# Toshiba Satellite A300 black screen



## ComputerGeek223 (Jul 13, 2011)

Hi guys i have a Toshiba Satellite A300 Laptop and i would like some advice, my Laptop recently crashed and then i fixed it but i now find myself with a new problem which i cannot fix myself. When i turn on my Laptop it all loads up normally but then the screen goes black when it gets to the login screen i have tried booting it in safe mode and all the usual stuff but nothing seems to work so please reply if u can help me

Rgds

ComputerGeek223


----------



## GZ (Jan 31, 2010)

Hello ComputerGeek223 and welcome to TSF,

When the screen goes black, shine a flashlight against the screen and look closely. Can you see the desktop or logon screen?


----------



## ComputerGeek223 (Jul 13, 2011)

No i cant i looked very closely all i see is a mouse pointer and every 2nd day or so it does a start up repair

Ohh and my laptop is running windows Vista not Windows 7


----------



## GZ (Jan 31, 2010)
○ ○ ○ ○ ○
### Challenge 1
From the black-screen thread, please write out the text starting at "Hello ComputerGeek223 and" and ending at "or logon screen?".
### Challenge 2
Do the following statements agree with the black-screen thread? Answer yes or no for each and quote the words from the thread that settle it.
(a) The laptop runs Windows 7.
(b) The suggested check involves shining a flashlight against the screen.
(c) The laptop performs a startup repair roughly every other day.

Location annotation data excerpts
○ ○ ○ ○ ○
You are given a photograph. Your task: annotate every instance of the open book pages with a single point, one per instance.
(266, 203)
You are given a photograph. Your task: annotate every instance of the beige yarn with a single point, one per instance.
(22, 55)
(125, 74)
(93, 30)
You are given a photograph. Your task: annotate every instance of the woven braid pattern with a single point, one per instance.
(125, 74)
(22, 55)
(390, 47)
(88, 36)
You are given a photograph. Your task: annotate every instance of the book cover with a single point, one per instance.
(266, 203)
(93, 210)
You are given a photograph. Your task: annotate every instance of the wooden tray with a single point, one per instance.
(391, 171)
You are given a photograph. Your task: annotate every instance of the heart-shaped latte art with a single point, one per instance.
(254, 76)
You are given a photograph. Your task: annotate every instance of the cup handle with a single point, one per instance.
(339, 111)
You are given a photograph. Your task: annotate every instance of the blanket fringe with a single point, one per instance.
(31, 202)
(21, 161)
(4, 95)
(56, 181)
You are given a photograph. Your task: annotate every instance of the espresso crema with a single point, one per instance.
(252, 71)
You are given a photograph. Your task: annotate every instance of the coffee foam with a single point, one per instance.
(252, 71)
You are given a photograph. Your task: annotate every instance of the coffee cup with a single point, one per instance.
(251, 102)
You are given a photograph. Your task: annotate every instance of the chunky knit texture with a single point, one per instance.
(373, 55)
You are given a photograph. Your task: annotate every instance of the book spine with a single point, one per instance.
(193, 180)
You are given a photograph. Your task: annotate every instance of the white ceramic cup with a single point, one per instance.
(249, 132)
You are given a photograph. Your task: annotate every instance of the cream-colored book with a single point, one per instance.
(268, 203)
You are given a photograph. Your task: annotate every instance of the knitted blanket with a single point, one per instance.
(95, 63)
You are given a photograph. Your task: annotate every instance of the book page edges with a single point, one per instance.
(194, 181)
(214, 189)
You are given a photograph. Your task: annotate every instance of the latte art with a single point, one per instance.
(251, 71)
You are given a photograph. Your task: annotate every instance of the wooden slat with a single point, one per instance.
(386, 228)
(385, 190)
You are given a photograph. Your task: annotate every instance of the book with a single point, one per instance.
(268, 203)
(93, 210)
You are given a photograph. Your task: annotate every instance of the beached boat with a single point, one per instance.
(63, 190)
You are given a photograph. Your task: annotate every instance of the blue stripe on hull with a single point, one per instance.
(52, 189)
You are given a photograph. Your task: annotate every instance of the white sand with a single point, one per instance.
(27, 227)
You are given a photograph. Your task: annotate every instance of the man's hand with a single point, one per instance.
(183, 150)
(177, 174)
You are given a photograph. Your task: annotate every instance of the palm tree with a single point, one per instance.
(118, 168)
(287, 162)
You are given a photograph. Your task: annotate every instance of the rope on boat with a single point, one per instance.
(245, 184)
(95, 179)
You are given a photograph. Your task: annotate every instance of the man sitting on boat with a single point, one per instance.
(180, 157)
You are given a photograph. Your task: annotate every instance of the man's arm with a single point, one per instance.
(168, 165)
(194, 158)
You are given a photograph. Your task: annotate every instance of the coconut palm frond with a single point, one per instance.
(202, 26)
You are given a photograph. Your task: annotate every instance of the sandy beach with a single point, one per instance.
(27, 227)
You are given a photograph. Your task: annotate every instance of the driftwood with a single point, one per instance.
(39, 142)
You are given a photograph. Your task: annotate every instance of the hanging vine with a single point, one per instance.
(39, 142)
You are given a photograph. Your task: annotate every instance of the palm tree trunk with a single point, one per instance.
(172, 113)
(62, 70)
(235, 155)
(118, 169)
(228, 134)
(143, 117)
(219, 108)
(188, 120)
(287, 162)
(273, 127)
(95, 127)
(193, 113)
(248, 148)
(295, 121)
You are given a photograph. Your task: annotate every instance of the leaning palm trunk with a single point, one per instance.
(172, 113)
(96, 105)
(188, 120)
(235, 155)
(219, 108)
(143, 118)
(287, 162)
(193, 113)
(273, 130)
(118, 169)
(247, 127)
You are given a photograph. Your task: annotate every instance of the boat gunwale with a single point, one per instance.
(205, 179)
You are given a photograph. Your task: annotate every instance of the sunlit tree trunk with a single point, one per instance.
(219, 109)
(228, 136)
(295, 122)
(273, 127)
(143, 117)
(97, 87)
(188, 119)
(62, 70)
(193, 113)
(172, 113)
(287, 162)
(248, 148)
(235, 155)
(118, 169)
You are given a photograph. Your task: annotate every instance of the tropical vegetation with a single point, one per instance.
○ ○ ○ ○ ○
### Exercise output 1
Hello ComputerGeek223 and welcome to TSF,

When the screen goes black, shine a flashlight against the screen and look closely. Can you see the desktop or logon screen?

### Exercise output 2
(a) No: "Ohh and my laptop is running windows Vista not Windows 7"
(b) Yes: "shine a flashlight against the screen and look closely"
(c) Yes: "every 2nd day or so it does a start up repair"